(Goal): Please reproduce every one of the lines below word for word, without changing anything.

------------

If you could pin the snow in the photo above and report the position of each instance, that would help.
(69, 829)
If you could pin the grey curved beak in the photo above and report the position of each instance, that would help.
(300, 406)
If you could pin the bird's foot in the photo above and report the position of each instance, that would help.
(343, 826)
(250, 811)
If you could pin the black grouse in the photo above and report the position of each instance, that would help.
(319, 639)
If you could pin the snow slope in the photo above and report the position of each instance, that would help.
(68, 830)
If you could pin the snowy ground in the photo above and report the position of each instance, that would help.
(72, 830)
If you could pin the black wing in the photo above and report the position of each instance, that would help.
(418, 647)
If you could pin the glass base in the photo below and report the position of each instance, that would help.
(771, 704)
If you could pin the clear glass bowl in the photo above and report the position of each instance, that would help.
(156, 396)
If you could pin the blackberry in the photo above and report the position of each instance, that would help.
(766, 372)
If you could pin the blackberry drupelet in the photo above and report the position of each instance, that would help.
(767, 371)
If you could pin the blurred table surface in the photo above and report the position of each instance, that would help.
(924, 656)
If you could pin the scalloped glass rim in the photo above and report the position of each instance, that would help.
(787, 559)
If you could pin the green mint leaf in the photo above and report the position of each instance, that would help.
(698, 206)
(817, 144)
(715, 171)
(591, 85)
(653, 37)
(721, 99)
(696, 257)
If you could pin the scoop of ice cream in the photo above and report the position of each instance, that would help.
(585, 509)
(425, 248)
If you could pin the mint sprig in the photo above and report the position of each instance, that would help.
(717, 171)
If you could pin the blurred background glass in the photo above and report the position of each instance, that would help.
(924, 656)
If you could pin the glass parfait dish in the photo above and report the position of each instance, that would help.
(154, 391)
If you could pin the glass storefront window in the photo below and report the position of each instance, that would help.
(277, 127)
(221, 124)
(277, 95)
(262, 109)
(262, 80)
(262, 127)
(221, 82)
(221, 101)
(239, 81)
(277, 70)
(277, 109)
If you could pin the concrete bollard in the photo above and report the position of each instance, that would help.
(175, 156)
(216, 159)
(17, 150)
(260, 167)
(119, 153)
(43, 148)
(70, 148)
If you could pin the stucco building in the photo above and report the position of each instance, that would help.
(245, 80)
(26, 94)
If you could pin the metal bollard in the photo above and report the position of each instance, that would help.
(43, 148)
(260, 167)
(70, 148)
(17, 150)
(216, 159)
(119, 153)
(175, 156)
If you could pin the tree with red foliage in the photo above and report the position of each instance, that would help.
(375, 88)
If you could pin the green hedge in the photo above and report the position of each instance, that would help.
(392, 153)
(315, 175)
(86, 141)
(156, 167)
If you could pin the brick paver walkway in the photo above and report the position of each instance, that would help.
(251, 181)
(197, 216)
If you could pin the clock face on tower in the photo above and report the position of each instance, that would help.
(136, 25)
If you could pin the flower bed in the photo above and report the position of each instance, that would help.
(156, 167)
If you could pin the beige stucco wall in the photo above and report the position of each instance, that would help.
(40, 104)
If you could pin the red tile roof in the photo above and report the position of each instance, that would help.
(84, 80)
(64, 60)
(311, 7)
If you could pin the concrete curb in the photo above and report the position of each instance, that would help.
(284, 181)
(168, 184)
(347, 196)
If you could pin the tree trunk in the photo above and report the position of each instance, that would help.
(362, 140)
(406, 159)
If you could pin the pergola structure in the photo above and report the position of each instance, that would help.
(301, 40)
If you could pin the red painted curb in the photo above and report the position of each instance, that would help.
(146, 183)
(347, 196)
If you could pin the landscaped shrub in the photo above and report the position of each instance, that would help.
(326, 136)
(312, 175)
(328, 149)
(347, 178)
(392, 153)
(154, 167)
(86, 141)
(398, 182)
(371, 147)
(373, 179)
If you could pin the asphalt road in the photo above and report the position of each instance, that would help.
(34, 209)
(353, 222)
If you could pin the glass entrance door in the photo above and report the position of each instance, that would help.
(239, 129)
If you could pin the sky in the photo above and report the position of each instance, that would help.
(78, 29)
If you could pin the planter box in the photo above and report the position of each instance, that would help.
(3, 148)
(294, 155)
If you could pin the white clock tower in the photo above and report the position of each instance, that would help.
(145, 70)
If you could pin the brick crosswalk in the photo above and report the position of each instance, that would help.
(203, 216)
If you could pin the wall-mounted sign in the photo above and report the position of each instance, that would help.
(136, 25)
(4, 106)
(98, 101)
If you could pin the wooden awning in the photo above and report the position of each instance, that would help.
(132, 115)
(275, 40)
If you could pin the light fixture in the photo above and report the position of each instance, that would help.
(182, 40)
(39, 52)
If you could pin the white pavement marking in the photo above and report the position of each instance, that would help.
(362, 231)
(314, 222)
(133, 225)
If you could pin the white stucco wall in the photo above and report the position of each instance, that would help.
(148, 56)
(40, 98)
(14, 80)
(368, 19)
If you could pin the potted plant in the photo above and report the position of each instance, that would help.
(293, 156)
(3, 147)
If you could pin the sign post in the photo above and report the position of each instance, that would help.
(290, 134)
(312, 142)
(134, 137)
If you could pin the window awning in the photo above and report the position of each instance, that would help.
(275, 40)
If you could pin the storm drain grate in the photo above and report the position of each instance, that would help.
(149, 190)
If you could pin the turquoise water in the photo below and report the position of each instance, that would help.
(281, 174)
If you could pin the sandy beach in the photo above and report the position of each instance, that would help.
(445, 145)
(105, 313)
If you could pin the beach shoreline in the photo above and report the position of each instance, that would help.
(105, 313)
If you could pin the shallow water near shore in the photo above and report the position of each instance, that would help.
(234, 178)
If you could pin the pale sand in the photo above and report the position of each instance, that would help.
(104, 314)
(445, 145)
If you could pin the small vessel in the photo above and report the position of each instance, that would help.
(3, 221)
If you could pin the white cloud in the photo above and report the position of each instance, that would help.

------------

(The reply):
If you could pin the snow in the photo above and report the position of each instance, that would help.
(69, 829)
If you could pin the grey curved beak in the photo above and report the position of each instance, that would help.
(300, 406)
If you could pin the bird's foot in the photo above and report the position of each instance, that would help.
(343, 826)
(250, 811)
If you could pin the black grouse in the photo above and report the position of each instance, that would help.
(319, 639)
If you could pin the snow slope in the photo above and report the position of each instance, that would help.
(68, 830)
If you could pin the snowy ground in the photo above and report the position of each instance, that would help.
(72, 830)
If you could pin the black wing in the photo above and report the position of each instance, that would help.
(418, 647)
If you could pin the glass base in the photo below and report the position of each instance, that would help.
(771, 704)
If you could pin the clear glass bowl in the photo above and report the position of each instance, that would help.
(156, 396)
If you could pin the blackberry in the photo above and report the position of each instance, that would help.
(766, 372)
If you could pin the blackberry drupelet in the photo above and report the position of each instance, that would help.
(767, 371)
If you could pin the blurred table surface in the photo above and report the position of each instance, that would help.
(924, 656)
If you could pin the scalloped glass rim in the photo above and report the position of each instance, that would help.
(787, 559)
If you could pin the green mint leaf in the photo above and report the position of each instance, that would help.
(698, 206)
(817, 144)
(715, 171)
(591, 85)
(653, 37)
(721, 99)
(696, 257)
If you could pin the scoop of ice cream in the photo above and report the position of each instance, that would help.
(585, 509)
(425, 248)
If you could pin the mint sprig in the photo above and report the position of each instance, that would help.
(717, 171)
If you could pin the blurred background glass in the photo above and report the position of each instance, that would help.
(924, 656)
If you could pin the glass parfait dish in the photo above and report the position of each instance, that would help.
(154, 391)
If you could pin the glass storefront window in the photo below and report the position of each instance, that would help.
(277, 127)
(221, 124)
(277, 95)
(262, 109)
(262, 80)
(262, 127)
(221, 82)
(221, 101)
(239, 81)
(277, 70)
(277, 109)
If you could pin the concrete bollard in the photo above and report the position of each instance, that would help.
(175, 156)
(216, 159)
(17, 150)
(260, 167)
(119, 153)
(43, 148)
(70, 148)
If you could pin the stucco building in the photo above and report the position of each instance, that would help.
(245, 80)
(26, 94)
If you could pin the metal bollard in the photo above and report the position of each instance, that would help.
(43, 148)
(260, 167)
(70, 148)
(17, 150)
(216, 159)
(119, 153)
(175, 156)
If you could pin the tree with red foliage in the photo above and report the position of each instance, that would help.
(375, 88)
If you could pin the green hedge in the photo above and report the position of each instance, that would help.
(392, 153)
(315, 175)
(86, 141)
(156, 167)
If you could pin the brick paver walkway in the photo above and report the position of each instance, that would help.
(251, 181)
(197, 216)
If you could pin the clock face on tower in the photo above and report the position of each instance, that would help.
(136, 25)
If you could pin the flower bed in the photo above and report the position of each instance, that would help.
(156, 167)
If you could pin the beige stucco wall in the photo above and report the position of each instance, that would help.
(40, 104)
If you could pin the red tile roof in the photo above and report the position of each instance, that would help.
(84, 80)
(64, 60)
(311, 7)
If you could pin the concrete curb in the photo above and report the position of each instance, that would help.
(284, 181)
(168, 184)
(347, 196)
If you could pin the tree trunk in the photo above and report the position of each instance, that would help.
(362, 140)
(406, 159)
If you could pin the pergola structure in the photo above and report the position of each instance, that would help.
(301, 40)
If you could pin the red painted curb in the photo above and report the position of each instance, that would help.
(146, 183)
(347, 196)
If you could pin the landscaped shrub in the photo above and report the position of each instance, that would help.
(326, 136)
(312, 175)
(328, 149)
(347, 178)
(392, 153)
(154, 167)
(86, 141)
(398, 182)
(371, 147)
(373, 179)
If you could pin the asphalt road in the photo above and report the position of each instance, that would help.
(34, 209)
(353, 222)
If you could pin the glass entrance door in the photo above and report the position of each instance, that would help.
(239, 129)
If you could pin the sky in the photo above and report the position of each instance, that would help.
(78, 29)
If you could pin the planter box in the photo above and report the position of each instance, that would help.
(3, 148)
(294, 155)
If you could pin the white clock tower in the photo above and report the position of each instance, that would help.
(145, 70)
If you could pin the brick crosswalk in the photo above and report the position of each instance, that would help.
(203, 216)
If you could pin the wall-mounted sign in the photo above and report the position of each instance, that would help.
(136, 25)
(4, 106)
(98, 101)
If you could pin the wooden awning in the photo above and report the position of each instance, that would help.
(132, 115)
(275, 40)
If you could pin the light fixture in the photo above and report the position of each instance, that would help.
(182, 40)
(39, 52)
If you could pin the white pavement marking in the photo above and report the position of each instance, that would help.
(362, 231)
(314, 222)
(133, 225)
If you could pin the white stucco wall in the photo above and report the position of each instance, that would help.
(148, 56)
(40, 98)
(14, 80)
(368, 19)
If you could pin the potted plant in the photo above and report the position of each instance, that would help.
(293, 156)
(3, 147)
If you could pin the sign post in the photo above and report the position of each instance, that would help.
(290, 134)
(312, 142)
(134, 137)
If you could pin the window awning in the photo above and report the position of each instance, that would help.
(275, 40)
If you could pin the storm drain grate in the photo above and report the position of each instance, that would help.
(149, 190)
If you could pin the turquoise water in the photo below and report the position of each instance, that would help.
(281, 174)
If you could pin the sandy beach in the photo above and report the position of each instance, that would help.
(445, 145)
(105, 313)
If you could pin the beach shoreline in the photo above and report the position of each instance, that would help.
(105, 313)
If you could pin the shallow water near shore in the photo above and report the position of each instance, that would help.
(234, 178)
If you could pin the pale sand in the photo above and report the position of each instance, that would help.
(104, 314)
(445, 145)
If you could pin the small vessel in the photo above and report the position of each instance, that would help.
(3, 221)
If you could pin the white cloud in the photo above and report the position of each instance, that would help.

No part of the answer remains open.